▸ **Task statement**: Reproduce, line for line, the stretch from the start of the items through the line containing "[42,0,300,134]", with both of those lines included.

§ §

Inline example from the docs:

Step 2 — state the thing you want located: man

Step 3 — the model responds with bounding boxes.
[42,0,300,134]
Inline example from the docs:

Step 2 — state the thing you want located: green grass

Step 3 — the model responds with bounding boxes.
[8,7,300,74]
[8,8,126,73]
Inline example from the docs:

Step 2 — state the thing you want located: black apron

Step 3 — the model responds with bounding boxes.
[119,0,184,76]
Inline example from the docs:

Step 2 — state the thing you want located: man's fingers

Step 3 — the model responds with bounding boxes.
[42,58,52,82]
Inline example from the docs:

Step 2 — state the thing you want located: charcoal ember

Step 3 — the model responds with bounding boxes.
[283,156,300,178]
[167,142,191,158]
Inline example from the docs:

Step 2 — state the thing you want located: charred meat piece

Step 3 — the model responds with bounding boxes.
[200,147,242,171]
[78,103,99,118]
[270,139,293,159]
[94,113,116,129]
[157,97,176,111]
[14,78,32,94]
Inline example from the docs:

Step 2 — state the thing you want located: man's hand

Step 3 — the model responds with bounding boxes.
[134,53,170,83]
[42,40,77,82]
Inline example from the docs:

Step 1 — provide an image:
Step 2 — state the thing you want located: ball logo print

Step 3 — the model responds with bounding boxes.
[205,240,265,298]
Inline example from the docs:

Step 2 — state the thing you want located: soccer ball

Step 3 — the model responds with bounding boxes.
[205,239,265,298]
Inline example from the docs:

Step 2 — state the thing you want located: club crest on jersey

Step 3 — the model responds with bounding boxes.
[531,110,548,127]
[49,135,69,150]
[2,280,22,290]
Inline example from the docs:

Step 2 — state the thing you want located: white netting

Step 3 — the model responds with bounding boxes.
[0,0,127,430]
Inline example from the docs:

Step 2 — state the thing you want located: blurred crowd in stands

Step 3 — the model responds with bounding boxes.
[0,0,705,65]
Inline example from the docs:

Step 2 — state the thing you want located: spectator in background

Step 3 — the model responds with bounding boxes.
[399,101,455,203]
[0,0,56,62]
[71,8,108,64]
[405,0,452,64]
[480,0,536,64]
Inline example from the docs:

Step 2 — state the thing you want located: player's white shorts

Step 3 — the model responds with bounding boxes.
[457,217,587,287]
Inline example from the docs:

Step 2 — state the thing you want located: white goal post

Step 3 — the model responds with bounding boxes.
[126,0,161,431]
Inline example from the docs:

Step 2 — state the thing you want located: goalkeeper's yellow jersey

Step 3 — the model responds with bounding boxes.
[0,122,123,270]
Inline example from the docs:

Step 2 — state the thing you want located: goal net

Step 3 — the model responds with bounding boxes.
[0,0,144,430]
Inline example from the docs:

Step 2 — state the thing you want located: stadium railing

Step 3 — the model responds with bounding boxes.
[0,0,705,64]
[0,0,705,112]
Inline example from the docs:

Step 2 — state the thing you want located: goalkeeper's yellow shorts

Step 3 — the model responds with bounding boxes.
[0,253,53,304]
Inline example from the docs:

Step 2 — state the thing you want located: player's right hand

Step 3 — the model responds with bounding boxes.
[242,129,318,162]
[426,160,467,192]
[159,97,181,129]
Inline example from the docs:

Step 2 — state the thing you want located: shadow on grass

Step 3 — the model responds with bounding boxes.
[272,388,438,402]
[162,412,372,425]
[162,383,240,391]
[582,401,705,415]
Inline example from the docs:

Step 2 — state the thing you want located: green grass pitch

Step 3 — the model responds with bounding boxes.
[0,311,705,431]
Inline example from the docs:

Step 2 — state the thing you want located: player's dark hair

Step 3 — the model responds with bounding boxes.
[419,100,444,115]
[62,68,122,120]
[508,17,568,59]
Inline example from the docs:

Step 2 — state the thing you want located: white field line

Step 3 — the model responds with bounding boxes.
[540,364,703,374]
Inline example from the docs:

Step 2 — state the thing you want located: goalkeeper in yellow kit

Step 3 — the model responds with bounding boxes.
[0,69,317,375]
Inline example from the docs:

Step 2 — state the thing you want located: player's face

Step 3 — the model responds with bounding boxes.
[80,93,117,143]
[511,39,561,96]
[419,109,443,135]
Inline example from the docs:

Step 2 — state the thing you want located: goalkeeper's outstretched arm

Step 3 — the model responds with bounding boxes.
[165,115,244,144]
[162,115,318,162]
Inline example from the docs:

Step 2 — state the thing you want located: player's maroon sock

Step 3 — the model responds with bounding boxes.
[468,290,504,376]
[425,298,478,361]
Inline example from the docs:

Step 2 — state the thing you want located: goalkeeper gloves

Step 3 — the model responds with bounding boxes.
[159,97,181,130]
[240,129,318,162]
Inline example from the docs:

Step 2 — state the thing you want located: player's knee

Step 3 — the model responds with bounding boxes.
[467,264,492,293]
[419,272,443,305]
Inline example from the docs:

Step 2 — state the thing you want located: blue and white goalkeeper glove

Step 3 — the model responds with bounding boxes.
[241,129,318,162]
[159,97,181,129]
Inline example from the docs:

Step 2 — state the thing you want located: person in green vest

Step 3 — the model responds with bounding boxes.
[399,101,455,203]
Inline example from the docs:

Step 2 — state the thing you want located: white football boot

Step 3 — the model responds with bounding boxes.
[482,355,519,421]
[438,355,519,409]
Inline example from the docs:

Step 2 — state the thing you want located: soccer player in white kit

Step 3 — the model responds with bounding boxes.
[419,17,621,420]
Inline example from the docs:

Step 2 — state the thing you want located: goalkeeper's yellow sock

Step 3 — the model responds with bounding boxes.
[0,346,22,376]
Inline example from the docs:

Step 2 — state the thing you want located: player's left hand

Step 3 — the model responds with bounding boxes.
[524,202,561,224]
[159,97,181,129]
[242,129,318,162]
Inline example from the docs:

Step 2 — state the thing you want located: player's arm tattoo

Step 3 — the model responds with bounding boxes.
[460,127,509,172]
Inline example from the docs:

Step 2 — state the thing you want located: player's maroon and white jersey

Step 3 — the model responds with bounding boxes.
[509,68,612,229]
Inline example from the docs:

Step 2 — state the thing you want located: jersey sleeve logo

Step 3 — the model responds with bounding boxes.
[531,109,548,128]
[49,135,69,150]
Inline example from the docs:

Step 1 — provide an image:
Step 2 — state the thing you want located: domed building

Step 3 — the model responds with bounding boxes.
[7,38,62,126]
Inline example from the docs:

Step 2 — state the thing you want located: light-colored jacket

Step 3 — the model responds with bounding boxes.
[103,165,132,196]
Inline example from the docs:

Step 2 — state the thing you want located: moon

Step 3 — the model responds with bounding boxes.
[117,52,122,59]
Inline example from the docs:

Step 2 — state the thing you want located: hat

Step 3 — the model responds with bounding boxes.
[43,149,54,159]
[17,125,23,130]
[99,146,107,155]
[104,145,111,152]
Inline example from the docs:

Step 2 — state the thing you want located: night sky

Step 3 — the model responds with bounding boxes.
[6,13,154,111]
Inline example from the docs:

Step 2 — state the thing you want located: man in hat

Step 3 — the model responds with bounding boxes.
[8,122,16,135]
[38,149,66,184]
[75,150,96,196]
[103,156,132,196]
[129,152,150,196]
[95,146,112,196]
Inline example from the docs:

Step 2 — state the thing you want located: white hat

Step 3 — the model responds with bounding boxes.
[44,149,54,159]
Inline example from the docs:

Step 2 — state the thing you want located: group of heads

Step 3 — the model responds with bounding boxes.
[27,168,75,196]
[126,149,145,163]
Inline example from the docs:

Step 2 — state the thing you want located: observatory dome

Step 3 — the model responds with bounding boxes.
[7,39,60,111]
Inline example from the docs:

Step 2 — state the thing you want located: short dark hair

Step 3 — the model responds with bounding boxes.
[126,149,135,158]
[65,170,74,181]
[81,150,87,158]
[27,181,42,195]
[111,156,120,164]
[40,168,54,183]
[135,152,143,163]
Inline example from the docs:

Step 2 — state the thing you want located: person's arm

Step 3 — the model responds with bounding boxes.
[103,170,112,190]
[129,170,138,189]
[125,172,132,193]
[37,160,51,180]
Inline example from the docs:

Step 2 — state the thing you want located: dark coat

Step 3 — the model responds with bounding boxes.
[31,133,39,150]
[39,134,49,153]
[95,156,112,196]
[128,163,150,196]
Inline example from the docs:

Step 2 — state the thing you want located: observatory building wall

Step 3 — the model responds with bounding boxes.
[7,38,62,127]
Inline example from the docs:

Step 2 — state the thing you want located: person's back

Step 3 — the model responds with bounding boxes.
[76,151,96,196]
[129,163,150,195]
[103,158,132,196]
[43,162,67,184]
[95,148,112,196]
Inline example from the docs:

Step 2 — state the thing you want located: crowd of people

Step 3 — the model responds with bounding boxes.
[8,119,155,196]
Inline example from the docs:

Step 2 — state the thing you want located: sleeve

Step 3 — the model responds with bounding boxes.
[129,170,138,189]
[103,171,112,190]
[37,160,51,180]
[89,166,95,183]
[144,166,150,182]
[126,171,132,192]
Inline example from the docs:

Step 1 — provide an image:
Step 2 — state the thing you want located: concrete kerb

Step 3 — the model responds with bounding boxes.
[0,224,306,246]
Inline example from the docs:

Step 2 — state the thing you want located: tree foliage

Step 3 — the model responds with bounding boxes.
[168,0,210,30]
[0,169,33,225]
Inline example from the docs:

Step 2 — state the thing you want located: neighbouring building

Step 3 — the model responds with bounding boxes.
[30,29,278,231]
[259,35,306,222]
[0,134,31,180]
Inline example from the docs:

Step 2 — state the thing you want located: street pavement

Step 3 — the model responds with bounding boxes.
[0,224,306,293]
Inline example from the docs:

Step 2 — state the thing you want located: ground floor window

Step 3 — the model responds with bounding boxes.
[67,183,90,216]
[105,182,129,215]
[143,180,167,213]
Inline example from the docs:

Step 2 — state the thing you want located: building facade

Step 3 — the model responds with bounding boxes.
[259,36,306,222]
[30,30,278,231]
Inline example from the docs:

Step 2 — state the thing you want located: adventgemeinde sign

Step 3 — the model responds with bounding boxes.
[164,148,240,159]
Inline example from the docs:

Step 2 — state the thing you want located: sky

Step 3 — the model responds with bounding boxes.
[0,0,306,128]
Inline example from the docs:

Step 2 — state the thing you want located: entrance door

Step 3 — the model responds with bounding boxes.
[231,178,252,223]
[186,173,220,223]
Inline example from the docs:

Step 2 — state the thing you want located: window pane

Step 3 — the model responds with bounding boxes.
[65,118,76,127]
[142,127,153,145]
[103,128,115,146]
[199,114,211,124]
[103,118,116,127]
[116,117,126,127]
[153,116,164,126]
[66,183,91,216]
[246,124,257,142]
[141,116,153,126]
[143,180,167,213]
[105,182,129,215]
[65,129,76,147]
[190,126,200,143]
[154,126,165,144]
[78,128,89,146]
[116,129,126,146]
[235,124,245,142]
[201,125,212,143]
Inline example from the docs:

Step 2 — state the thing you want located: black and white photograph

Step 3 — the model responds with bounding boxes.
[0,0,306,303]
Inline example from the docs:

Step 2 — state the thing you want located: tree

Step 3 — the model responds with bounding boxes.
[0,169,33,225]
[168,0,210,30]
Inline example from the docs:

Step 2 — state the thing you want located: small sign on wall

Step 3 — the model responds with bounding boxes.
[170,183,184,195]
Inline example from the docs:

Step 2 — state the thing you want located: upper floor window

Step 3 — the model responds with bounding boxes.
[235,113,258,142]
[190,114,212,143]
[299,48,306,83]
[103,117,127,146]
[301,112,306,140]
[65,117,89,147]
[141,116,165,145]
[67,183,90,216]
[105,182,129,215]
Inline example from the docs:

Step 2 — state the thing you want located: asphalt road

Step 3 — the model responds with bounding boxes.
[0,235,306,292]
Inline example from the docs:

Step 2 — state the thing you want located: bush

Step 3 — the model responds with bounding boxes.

§ §

▸ **Output of the task**:
Inline example from the docs:

Step 2 — state the thing you want located: man

Step 3 — the model responds with bounding boxes.
[42,0,300,134]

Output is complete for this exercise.